• Task brief
From the article on the MKO's removal from the U.S. terrorist list, list each consideration that Hillary Clinton's decision was made in view of.

FTO hypocrisy

July 3, 2022 - 21:20

TEHRAN— On September 28, 2012, the United States removed the Iranian terrorist group Mujahedin-e Khalq Organization (MKO or MEK) from its list of foreign terrorist organizations.

Then State Department Secretary of State Hillary Clinton made the decision in view of the so-called claim of publicly renouncing violence, the absence of confirmed acts of terrorism by the group for more than a decade, and their cooperation in the closure of their paramilitary base in Iraq.

The move meant that Washington will no longer block the group's property in the United States and that U.S. entities may engage in transactions with the MKO without obtaining a license.

The MKO terrorist group leader, Maryam Rajavi, who is residing in Paris welcomed the decision in a statement, vowing to step up its international campaign against the Islamic Republic and the Iranian people.

“This has been the correct decision, albeit long overdue, in order to remove a major obstacle in the path of the Iranian people's efforts for democracy," Rajavi said.

• Record list
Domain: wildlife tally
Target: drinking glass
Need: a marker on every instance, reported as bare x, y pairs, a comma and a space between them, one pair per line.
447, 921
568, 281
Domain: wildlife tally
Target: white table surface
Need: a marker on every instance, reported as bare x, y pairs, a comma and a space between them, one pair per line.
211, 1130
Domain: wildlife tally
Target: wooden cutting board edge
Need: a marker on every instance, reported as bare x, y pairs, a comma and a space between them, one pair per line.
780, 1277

* * *

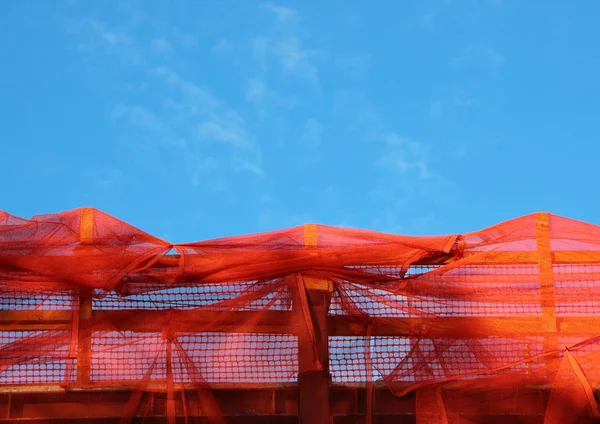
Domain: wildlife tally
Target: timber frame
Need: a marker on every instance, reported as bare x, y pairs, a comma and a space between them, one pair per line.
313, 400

• Response
- The group's so-called claim of publicly renouncing violence
- The absence of confirmed acts of terrorism by the group for more than a decade
- The group's cooperation in the closure of its paramilitary base in Iraq